Point annotation dataset records:
━━━━

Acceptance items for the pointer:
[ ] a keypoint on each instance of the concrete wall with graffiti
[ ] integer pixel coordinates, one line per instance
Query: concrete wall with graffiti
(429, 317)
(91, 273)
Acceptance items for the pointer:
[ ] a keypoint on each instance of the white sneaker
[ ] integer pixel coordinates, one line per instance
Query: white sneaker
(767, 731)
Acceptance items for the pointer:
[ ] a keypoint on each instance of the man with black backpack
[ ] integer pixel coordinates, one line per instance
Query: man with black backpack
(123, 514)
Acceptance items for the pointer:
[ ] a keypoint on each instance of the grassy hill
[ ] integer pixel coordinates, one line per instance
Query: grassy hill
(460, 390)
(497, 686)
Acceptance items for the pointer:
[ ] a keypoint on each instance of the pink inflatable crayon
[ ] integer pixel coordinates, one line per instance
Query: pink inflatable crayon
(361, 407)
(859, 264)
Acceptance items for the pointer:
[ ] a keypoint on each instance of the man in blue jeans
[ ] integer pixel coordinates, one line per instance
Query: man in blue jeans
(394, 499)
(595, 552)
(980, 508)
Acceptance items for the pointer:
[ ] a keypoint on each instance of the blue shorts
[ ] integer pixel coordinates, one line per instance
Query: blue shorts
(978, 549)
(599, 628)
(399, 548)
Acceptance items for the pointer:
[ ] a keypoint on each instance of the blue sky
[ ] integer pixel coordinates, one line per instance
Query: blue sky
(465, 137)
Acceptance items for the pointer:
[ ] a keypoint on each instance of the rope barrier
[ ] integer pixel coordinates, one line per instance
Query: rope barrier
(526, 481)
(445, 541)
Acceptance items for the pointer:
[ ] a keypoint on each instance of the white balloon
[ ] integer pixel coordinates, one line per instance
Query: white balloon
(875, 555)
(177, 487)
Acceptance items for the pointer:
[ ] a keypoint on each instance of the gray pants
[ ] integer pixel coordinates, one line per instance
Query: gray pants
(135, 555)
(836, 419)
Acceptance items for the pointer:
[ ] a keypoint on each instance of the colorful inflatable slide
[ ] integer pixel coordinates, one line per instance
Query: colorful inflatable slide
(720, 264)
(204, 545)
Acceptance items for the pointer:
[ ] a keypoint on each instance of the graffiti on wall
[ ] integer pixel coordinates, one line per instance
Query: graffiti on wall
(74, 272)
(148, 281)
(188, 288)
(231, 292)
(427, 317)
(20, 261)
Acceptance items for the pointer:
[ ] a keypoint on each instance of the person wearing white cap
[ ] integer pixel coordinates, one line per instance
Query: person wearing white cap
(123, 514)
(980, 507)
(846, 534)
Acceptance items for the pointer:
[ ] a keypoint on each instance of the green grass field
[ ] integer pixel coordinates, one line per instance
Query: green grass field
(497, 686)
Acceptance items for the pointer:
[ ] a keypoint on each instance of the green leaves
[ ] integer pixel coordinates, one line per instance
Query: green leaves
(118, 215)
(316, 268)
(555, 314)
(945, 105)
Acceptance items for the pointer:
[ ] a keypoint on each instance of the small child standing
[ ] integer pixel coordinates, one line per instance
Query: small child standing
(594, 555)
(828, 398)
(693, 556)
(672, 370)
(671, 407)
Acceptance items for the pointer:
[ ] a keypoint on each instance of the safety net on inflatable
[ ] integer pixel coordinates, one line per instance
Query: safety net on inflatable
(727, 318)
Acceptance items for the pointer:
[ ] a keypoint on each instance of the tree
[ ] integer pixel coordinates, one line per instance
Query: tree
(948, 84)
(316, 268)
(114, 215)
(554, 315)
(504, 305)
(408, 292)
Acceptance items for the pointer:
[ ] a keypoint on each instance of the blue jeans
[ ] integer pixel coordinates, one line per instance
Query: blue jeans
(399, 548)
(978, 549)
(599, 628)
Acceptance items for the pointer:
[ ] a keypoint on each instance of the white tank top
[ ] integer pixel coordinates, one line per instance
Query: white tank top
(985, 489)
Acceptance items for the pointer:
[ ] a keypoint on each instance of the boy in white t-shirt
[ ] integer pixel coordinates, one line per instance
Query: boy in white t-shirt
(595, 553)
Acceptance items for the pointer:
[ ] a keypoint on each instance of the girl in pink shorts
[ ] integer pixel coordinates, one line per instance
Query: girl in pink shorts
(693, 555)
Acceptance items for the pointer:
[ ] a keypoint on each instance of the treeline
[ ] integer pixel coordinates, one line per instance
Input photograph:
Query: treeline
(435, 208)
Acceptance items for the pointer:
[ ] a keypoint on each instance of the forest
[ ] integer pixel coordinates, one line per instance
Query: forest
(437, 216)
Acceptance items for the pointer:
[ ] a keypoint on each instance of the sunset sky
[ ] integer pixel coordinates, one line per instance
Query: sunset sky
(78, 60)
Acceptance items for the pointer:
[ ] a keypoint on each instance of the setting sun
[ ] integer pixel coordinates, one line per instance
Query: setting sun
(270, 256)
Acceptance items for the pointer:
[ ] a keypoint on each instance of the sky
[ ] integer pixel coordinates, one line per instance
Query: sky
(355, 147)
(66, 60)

━━━━

Print all of the entries exactly as they are written.

▶ **RIGHT ANSWER**
Acceptance items for the pointer:
[ ] a keypoint on each instance of the concrete wall with graffiti
[ ] integer pixel coordinates, one line per instance
Query: concrete wall with graffiti
(429, 317)
(91, 273)
Acceptance items for the pointer:
[ ] a keypoint on each instance of the white sneaker
[ ] integer pixel coordinates, one line per instance
Query: white sneaker
(767, 731)
Acceptance items for the pointer:
[ ] a keypoint on each instance of the man with black backpack
[ ] integer pixel coordinates, one line per instance
Query: man with black backpack
(123, 514)
Acceptance items for the pointer:
[ ] a keypoint on each instance of the grassy hill
[ ] integer pixel coordinates, one line per instance
Query: grassy hill
(460, 390)
(497, 686)
Acceptance items for the pointer:
[ ] a keypoint on each instance of the pink inflatable crayon
[ ] integer pixel coordinates, one line per instance
Query: pink inflatable crayon
(361, 407)
(859, 264)
Acceptance items for the pointer:
[ ] a keypoint on each instance of the man in blue jeans
[ ] integer pixel coordinates, one line per instance
Query: man in blue jeans
(394, 499)
(595, 552)
(980, 508)
Acceptance items for the pointer:
[ ] a keypoint on each instance of the blue shorts
[ ] integer pixel coordinates, one line per instance
Query: blue shorts
(978, 549)
(599, 628)
(399, 548)
Acceptance items for the pointer:
[ ] a keypoint on each instance of the blue sky
[ ] integer pixel coordinates, one line per instance
Query: blue sky
(465, 137)
Acceptance items for the pointer:
[ ] a keypoint on each instance of the rope barrier
[ ] integer pixel coordinates, one line per instance
Query: rope barrier
(526, 481)
(445, 541)
Acceptance items for the pointer:
[ ] a keypoint on each instance of the white balloon
[ ] integer pixel coordinates, one line per instance
Query: white balloon
(875, 555)
(177, 487)
Acceptance items for the pointer:
[ ] a keypoint on each instance of the gray pants
[ ] integer pixel coordinates, one line per instance
Query: gray pants
(135, 555)
(836, 419)
Acceptance items for the pointer:
[ ] a keypoint on each instance of the colorful inflatable slide
[ ] integer pixel coordinates, one line per instance
Query: colorful inflatable slide
(720, 264)
(204, 545)
Acceptance items for the pointer:
[ ] a keypoint on each instance of the graffiti on wall
[ ] integer pixel coordinates, one line per instance
Query: graffiti on wall
(74, 272)
(148, 281)
(188, 288)
(231, 292)
(427, 317)
(20, 261)
Acceptance items for the pointer:
[ ] a keypoint on each instance of the person wearing white cap
[ ] integer pixel coordinates, one line per instance
Query: person wearing white cap
(123, 514)
(980, 507)
(846, 534)
Acceptance items for the pointer:
[ ] a keypoint on each instance of the green grass field
[ ] integer pixel coordinates, one line per instance
Query: green grass field
(497, 686)
Acceptance items for the pointer:
[ ] a keypoint on each instance of the green leaves
[ ] integer pixel coordinates, one line per instance
Query: green leaves
(118, 215)
(316, 268)
(555, 314)
(945, 105)
Acceptance items for the pointer:
[ ] a keypoint on each instance of the small child standing
[ ] integer pixel coordinates, one line per instance
Query: small child standing
(594, 555)
(828, 398)
(693, 556)
(672, 370)
(671, 407)
Acceptance items for the pointer:
[ ] a keypoint on each instance of the safety net on inflatable
[ ] integer pixel coordinates, one line per instance
Query: safety net on inflatable
(727, 318)
Acceptance items for the pointer:
[ ] a keypoint on each instance of the tree
[ ] integer pixel coordinates, one line per instance
Query: tree
(948, 84)
(316, 268)
(114, 215)
(554, 315)
(504, 305)
(408, 292)
Acceptance items for the pointer:
[ ] a keypoint on each instance of the blue jeans
[ ] integer pixel coordinates, one line per instance
Query: blue jeans
(399, 548)
(978, 549)
(599, 628)
Acceptance items for the pointer:
[ ] a keypoint on each instance of the white tank top
[ ] integer pixel coordinates, one line per instance
Query: white tank top
(985, 489)
Acceptance items for the pointer:
[ ] a keypoint on each instance of the boy in white t-shirt
[ ] integer pixel coordinates, one line per instance
Query: boy in white t-shirt
(595, 553)
Acceptance items for the pointer:
[ ] a keypoint on each instance of the girl in pink shorts
[ ] integer pixel coordinates, one line per instance
Query: girl in pink shorts
(693, 555)
Acceptance items for the pointer:
[ ] a keypoint on each instance of the treeline
[ ] integer pixel coordinates, one line per instance
Input photograph:
Query: treeline
(435, 208)
Acceptance items for the pointer:
[ ] a keypoint on each instance of the forest
[ ] integer pixel coordinates, one line per instance
Query: forest
(437, 216)
Acceptance items for the pointer:
[ ] a keypoint on each instance of the sunset sky
[ ] integer pixel coordinates, one line per instance
Query: sunset sky
(78, 60)
Acceptance items for the pointer:
[ ] a keypoint on each instance of the setting sun
[ ] integer pixel coordinates, one line per instance
Query: setting sun
(270, 256)
Acceptance items for the pointer:
[ ] a keypoint on each instance of the sky
[ ] integer pixel coordinates, one line per instance
Query: sky
(355, 147)
(66, 60)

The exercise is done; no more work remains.